• _Selected passage_
+ + + +

- Location: Kurdistan, northern Iraq
- Commanded by: Lieutenant Colonel David Ross
- Objective: Humanitarian aid
- Date: 1 May – 30 June 1991
- Executed by: Australian Defence Force

= Operation Habitat =

The 1991 uprisings in Iraq were a series of anti-governmental intifada (rebellions) in Southern and Northern Iraq during the aftermath of the Gulf War in March–April 1991. On 16 May 1991, 75 Australian Defence Force (ADF) personnel were deployed to Kurdistan, northern Iraq on Operation Habitat, Australia's contribution to the multinational response known as Operation Provide Comfort.

The goal of this mission was to defend approximately 4 million Kurdish people fleeing their homes in the aftermath of the Gulf War and supply them with humanitarian aid. When the ADF contingent arrived, the situation was improving but was far from normal. The Kurds were living in tents located on the side of the road or in their destroyed villages. Poor water supply and sanitation was a major problem. Temperatures were in the high 40s to low 50s °C and high tens during the night. Accommodation for the ADF personnel consisted of canvas tents.

+ + + +

• _Required work_
1) List the field labels that appear in the summary lines at the top of the Operation Habitat text.
2) Reproduce the portion of the Operation Habitat text starting at "- Location: Kurdistan, northern" and ending at "Operation Provide Comfort.".
The records that follow come from a different source than the Operation Habitat text.

+ + + +

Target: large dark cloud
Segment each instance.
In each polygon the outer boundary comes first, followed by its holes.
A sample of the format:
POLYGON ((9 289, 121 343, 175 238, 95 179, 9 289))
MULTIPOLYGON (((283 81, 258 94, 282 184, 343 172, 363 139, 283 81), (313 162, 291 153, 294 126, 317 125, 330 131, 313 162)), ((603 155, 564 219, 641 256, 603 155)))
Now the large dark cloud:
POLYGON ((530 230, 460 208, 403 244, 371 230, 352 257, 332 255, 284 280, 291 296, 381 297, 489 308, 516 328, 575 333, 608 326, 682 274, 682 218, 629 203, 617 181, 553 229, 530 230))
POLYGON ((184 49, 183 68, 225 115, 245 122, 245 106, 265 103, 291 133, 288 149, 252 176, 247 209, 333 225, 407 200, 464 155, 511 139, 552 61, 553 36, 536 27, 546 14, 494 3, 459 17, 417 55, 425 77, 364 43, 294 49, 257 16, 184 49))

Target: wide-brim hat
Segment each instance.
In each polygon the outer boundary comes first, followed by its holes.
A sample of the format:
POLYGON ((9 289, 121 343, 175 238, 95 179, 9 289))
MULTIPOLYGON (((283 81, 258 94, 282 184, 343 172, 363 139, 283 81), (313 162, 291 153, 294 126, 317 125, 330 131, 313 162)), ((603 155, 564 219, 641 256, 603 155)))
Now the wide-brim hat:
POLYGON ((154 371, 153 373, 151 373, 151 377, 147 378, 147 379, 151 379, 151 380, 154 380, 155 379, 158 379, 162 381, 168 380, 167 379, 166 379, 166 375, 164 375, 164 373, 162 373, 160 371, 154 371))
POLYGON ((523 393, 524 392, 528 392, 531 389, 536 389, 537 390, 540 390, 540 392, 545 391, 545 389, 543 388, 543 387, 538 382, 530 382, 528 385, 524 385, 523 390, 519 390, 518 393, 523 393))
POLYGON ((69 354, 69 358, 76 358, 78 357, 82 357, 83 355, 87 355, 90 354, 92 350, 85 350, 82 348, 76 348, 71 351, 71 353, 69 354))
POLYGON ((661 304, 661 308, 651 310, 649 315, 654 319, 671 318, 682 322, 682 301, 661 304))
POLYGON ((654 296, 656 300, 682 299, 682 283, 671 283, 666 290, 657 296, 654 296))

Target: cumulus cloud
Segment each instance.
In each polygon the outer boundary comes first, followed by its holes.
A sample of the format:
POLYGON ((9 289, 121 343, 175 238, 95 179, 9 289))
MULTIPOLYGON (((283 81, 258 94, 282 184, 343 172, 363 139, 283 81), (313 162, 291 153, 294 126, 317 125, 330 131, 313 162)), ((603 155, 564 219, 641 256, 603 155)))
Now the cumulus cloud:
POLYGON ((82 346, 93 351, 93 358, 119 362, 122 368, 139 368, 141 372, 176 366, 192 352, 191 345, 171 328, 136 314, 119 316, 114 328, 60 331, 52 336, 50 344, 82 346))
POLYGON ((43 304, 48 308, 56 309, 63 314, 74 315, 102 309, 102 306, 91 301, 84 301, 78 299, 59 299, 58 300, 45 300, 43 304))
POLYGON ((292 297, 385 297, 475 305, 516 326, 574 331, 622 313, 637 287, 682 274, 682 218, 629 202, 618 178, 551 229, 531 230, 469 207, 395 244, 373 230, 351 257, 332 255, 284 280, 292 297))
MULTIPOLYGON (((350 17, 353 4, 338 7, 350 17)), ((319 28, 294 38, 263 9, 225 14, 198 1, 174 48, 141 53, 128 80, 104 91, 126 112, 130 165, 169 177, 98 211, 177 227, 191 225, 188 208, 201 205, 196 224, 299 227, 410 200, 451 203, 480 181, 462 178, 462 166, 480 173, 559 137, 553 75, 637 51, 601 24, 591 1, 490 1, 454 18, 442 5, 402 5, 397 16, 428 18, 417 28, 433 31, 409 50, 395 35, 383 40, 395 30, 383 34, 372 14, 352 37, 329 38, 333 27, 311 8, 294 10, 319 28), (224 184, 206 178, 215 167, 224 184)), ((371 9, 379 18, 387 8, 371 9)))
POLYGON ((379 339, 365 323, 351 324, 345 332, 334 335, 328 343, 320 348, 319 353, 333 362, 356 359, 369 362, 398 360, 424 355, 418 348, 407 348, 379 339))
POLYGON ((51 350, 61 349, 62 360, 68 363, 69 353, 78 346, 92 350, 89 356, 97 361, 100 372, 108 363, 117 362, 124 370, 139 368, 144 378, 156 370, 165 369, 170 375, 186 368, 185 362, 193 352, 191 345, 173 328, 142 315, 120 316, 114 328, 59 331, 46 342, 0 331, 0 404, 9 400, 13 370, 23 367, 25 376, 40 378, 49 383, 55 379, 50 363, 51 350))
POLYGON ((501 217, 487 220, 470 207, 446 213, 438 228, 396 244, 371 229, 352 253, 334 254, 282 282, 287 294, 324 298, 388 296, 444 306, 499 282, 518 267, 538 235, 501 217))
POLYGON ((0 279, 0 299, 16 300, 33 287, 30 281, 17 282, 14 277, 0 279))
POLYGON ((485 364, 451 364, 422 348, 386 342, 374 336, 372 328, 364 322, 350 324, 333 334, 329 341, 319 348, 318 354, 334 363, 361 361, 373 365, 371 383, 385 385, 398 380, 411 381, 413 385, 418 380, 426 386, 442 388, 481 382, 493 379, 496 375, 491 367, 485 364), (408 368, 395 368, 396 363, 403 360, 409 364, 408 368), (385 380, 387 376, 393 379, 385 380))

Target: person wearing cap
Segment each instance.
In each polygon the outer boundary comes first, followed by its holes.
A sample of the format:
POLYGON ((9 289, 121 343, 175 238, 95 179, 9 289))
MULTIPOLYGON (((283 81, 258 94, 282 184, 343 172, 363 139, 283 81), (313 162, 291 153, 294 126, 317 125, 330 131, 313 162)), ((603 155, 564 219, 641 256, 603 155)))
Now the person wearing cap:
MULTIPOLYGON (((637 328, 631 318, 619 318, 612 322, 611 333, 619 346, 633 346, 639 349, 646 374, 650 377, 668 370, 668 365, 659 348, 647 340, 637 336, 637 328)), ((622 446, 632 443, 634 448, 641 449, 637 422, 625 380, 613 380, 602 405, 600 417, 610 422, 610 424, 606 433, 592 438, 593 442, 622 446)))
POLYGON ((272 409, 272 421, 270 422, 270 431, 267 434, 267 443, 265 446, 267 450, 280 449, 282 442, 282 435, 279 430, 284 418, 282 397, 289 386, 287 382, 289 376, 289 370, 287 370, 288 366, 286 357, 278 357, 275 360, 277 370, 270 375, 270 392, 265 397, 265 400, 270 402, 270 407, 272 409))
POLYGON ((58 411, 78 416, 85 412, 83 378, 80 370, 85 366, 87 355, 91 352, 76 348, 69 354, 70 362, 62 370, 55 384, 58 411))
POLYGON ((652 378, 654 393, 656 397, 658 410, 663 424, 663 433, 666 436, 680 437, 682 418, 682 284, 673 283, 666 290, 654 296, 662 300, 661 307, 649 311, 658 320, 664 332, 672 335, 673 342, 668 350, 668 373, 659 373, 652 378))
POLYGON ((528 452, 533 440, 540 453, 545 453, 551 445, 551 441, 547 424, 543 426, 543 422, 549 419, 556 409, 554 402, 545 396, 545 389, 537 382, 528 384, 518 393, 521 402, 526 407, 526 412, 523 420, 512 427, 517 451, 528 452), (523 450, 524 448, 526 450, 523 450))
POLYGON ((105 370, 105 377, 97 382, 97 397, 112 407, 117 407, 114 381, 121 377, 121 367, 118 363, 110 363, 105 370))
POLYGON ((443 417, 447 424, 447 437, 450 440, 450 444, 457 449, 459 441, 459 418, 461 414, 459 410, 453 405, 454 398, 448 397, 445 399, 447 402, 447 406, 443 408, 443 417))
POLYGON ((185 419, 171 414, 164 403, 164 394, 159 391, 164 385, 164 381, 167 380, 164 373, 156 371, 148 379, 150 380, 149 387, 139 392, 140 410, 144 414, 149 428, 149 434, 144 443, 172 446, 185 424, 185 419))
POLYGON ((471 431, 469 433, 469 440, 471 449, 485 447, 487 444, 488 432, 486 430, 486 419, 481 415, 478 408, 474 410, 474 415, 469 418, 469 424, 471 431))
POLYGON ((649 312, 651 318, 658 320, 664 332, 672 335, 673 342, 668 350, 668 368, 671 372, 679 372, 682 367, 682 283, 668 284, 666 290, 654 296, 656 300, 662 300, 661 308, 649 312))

+ + + +

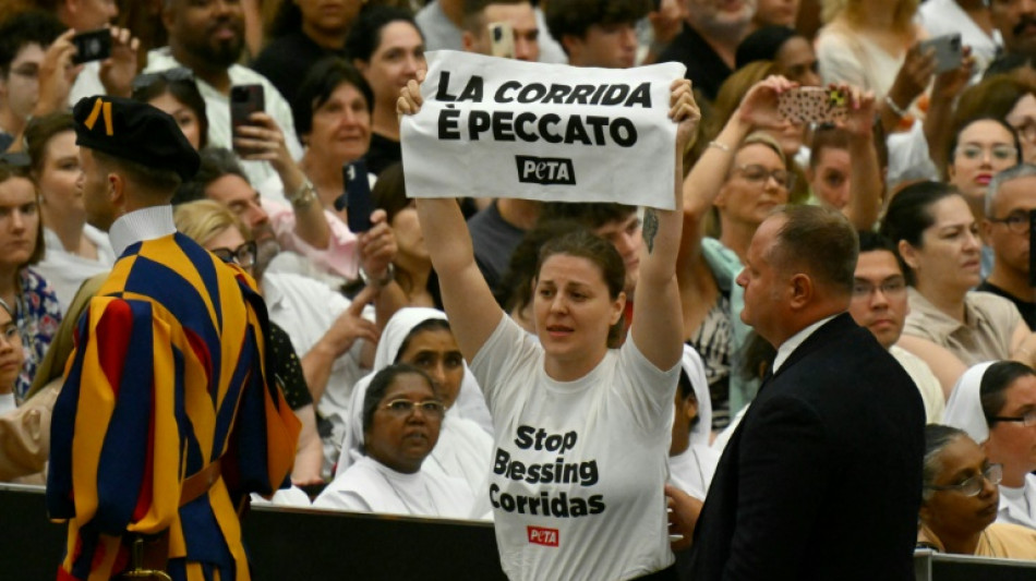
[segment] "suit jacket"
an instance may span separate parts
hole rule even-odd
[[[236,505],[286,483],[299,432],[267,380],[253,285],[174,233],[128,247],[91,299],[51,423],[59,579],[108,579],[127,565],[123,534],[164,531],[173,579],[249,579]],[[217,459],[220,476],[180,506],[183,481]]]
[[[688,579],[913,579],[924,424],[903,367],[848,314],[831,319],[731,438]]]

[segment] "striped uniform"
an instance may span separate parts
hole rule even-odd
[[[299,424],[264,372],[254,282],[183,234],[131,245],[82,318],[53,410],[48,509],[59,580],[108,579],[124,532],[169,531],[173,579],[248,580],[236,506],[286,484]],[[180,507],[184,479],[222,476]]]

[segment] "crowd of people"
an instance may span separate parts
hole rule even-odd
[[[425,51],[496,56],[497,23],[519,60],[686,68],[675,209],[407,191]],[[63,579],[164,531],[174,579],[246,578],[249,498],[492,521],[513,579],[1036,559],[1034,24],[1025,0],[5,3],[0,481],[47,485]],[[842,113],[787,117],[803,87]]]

+ + + +

• _Task-by-task outputs_
1) Location, Commanded by, Objective, Date, Executed by

2)
- Location: Kurdistan, northern Iraq
- Commanded by: Lieutenant Colonel David Ross
- Objective: Humanitarian aid
- Date: 1 May – 30 June 1991
- Executed by: Australian Defence Force

= Operation Habitat =

The 1991 uprisings in Iraq were a series of anti-governmental intifada (rebellions) in Southern and Northern Iraq during the aftermath of the Gulf War in March–April 1991. On 16 May 1991, 75 Australian Defence Force (ADF) personnel were deployed to Kurdistan, northern Iraq on Operation Habitat, Australia's contribution to the multinational response known as Operation Provide Comfort.